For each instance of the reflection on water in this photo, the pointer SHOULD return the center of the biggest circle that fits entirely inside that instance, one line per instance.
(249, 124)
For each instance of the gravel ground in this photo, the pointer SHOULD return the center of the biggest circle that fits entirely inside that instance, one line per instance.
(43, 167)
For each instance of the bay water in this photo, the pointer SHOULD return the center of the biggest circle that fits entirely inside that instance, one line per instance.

■ ■ ■ ■ ■ ■ ■

▶ [Set task]
Quote all three items above word for word, leaving out nothing.

▶ [Response for this exercise]
For each instance of the reflection on water in this photo, the pointer SHOULD return the center of the biggest circle that fits entirely inside that instance, one line per instance.
(249, 124)
For each instance of the gravel ground in this photo, the pointer SHOULD return the center of the biggest circle that fits entirely inside that instance, one line per instance.
(43, 167)
For each instance of the bay water in this photo, the pointer SHOULD return the center of the biggest circle that fits entirely inside that instance, one line per instance.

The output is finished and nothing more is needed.